PARTS OF THE EXERCISE >>
#1 Answer these questions using the article about Mozdzen at the 2026 World Series of Poker:
(a) How many chips does Mozdzen have heading into the final table?
(b) How much has Mozdzen earned playing tournament poker?
(c) Which of his final tables is this, by count?
#2 Reproduce everything in the article about Mozdzen from "The Résumé Nobody" down to "main summer series.".

That could change at Event #20 of the 2026 World Series of Poker, the $1,500 Dealers Choice 7-Handed, where the Canadian sits second in chips with 2,200,000 heading into the nine-handed final table.

Mozdzen has earned $726,977 playing tournament poker and has precisely nothing to show for it — no bracelet, no ring, no trophy of any kind.

The Résumé Nobody Talks About

Mozdzen's career reads like a case study in finishing close. Five prior final tables across his tournament history, zero victories. The $726,977 in lifetime earnings proves he can beat fields and accumulate chips. The empty trophy shelf proves he hasn't closed.

Dealers Choice rewards versatility over specialization. Players rotate through Stud, Omaha Hi-Lo, Razz, 2-7 Triple Draw, Badugi, and a half-dozen other games at the table's discretion. You can't hide behind one discipline. Mozdzen's repeated deep runs in mixed formats suggest he's comfortable across the full menu, not just holding on for a pay jump.

This is his sixth final table. It's also his first at the WSOP main summer series.

DATA >>
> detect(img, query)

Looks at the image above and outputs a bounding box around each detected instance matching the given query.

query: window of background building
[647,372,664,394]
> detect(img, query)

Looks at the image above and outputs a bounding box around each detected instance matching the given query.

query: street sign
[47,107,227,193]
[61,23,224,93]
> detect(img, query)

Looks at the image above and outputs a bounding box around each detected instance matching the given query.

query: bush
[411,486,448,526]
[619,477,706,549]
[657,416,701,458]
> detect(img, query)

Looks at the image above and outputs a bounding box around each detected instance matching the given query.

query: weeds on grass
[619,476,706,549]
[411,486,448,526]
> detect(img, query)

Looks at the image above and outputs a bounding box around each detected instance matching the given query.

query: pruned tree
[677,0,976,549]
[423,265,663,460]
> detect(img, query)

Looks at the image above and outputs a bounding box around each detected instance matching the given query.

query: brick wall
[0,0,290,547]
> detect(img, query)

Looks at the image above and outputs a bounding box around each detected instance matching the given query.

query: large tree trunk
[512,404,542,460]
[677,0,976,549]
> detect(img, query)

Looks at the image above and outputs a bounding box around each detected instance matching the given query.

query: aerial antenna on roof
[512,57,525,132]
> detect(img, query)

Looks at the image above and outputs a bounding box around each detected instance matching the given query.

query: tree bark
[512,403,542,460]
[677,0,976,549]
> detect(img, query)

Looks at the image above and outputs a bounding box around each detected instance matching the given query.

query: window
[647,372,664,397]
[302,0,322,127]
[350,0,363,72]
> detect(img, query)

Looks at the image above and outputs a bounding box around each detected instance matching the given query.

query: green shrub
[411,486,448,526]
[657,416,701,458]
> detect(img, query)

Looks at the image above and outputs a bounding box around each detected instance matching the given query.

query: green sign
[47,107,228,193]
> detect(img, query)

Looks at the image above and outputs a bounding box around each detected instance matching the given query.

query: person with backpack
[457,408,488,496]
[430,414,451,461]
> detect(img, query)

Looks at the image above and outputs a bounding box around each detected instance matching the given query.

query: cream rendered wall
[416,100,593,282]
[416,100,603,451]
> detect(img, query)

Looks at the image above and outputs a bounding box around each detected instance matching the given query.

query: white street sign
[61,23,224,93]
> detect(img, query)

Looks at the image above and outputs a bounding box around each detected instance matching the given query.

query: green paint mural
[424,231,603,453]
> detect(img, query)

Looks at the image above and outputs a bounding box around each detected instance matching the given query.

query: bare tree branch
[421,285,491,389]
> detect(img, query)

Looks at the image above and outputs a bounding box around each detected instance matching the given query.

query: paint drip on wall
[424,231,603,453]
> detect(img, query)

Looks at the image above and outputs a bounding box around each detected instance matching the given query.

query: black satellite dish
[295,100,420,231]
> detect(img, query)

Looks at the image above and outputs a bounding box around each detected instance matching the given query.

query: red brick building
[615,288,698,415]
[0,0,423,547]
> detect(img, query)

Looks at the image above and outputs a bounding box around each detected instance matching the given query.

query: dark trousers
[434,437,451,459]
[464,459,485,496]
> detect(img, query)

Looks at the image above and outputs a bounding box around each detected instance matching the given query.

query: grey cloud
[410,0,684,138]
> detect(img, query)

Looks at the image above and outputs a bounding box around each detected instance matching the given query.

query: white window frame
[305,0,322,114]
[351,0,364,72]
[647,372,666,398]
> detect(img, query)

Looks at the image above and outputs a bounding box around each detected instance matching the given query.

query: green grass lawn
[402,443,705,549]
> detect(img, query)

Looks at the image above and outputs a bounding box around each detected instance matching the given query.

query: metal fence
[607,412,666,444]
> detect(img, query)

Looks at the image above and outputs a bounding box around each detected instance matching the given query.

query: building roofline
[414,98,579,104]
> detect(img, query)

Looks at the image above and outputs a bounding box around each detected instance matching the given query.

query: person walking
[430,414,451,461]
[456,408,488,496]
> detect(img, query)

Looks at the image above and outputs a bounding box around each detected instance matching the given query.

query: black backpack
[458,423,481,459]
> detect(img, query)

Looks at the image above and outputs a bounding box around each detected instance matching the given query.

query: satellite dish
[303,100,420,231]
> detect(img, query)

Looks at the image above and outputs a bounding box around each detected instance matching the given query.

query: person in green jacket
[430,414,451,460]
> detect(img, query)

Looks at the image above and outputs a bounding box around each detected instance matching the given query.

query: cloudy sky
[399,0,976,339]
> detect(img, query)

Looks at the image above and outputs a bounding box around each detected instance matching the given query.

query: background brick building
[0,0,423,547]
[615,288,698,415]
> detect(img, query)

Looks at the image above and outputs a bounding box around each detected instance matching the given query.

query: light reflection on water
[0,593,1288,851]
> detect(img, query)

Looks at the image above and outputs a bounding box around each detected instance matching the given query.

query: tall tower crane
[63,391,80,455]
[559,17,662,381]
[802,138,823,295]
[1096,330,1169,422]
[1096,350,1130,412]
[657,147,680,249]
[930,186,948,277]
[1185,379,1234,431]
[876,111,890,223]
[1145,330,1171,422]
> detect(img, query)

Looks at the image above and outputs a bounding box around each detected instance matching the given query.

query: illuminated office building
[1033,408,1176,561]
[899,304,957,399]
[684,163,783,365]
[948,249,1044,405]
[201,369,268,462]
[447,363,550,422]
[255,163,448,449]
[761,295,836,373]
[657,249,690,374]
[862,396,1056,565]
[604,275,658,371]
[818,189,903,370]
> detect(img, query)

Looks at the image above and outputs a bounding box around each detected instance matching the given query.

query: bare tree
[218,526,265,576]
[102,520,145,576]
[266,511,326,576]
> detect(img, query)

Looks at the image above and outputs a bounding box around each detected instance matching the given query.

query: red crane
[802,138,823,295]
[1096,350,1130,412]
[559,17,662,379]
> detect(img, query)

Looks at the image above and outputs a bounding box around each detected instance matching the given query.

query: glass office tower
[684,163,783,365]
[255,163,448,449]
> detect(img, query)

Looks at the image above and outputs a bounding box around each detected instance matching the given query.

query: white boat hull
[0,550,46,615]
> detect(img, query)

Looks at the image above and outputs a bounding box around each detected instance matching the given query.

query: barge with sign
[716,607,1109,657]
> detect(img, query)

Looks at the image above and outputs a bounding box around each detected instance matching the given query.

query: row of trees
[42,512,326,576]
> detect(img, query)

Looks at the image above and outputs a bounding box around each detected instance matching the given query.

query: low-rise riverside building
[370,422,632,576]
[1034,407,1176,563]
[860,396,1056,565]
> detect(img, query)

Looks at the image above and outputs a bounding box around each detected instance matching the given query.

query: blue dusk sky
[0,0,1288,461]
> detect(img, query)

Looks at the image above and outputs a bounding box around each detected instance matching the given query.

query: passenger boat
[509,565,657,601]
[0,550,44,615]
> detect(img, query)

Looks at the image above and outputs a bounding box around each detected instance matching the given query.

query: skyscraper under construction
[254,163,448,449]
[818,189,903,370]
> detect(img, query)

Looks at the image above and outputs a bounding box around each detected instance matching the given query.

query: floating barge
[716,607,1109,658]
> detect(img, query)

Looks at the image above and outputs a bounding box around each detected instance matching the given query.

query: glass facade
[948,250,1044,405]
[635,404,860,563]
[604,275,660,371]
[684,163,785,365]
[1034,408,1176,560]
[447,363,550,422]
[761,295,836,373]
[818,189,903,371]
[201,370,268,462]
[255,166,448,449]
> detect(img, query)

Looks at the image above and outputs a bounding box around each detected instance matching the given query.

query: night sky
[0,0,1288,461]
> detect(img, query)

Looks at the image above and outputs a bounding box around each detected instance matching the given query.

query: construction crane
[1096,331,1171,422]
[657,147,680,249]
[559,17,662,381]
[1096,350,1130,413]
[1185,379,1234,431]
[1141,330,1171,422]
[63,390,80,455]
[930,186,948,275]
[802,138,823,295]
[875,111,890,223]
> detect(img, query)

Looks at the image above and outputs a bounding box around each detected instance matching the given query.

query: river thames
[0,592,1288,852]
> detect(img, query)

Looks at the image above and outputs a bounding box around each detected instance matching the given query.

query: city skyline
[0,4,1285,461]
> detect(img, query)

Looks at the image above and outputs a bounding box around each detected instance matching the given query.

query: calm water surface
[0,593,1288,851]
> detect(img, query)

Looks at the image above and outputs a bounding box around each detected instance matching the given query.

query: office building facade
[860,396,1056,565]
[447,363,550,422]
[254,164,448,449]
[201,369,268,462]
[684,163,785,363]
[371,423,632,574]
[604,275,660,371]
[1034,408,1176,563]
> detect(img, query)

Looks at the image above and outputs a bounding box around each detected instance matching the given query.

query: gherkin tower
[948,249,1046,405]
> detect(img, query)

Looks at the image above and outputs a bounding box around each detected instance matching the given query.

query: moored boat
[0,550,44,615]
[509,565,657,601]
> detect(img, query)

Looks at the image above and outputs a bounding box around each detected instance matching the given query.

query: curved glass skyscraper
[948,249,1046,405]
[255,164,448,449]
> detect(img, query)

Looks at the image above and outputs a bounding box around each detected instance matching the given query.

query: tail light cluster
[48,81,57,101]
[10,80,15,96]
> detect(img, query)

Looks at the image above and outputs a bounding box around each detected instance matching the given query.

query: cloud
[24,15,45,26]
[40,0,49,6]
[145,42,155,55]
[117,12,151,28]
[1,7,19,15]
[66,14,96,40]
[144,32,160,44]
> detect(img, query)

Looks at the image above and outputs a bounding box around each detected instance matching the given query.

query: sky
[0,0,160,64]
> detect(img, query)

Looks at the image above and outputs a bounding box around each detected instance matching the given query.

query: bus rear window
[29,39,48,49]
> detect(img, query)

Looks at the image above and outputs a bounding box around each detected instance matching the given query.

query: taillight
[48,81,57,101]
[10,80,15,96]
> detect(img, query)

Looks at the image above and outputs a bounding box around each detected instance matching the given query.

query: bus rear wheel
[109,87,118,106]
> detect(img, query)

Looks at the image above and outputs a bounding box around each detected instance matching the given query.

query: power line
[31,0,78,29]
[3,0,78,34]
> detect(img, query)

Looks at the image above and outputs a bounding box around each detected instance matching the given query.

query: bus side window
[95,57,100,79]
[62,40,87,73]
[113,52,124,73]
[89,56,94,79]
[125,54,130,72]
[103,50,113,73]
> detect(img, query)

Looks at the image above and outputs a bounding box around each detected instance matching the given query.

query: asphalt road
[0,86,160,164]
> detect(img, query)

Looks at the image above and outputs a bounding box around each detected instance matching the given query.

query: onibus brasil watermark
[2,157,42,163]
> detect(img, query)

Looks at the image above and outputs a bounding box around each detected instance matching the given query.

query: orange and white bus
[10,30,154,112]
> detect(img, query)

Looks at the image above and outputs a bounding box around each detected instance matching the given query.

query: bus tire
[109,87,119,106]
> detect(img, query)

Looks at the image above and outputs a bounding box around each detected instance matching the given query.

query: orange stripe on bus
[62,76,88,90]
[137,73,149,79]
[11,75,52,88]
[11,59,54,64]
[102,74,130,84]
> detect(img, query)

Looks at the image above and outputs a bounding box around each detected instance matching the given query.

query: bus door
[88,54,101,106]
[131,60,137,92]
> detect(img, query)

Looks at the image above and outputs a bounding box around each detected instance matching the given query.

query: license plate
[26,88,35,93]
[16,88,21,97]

WRITTEN RESPONSES >>
#1
(a) 2,200,000
(b) $726,977
(c) His sixth

#2
The Résumé Nobody Talks About

Mozdzen's career reads like a case study in finishing close. Five prior final tables across his tournament history, zero victories. The $726,977 in lifetime earnings proves he can beat fields and accumulate chips. The empty trophy shelf proves he hasn't closed.

Dealers Choice rewards versatility over specialization. Players rotate through Stud, Omaha Hi-Lo, Razz, 2-7 Triple Draw, Badugi, and a half-dozen other games at the table's discretion. You can't hide behind one discipline. Mozdzen's repeated deep runs in mixed formats suggest he's comfortable across the full menu, not just holding on for a pay jump.

This is his sixth final table. It's also his first at the WSOP main summer series.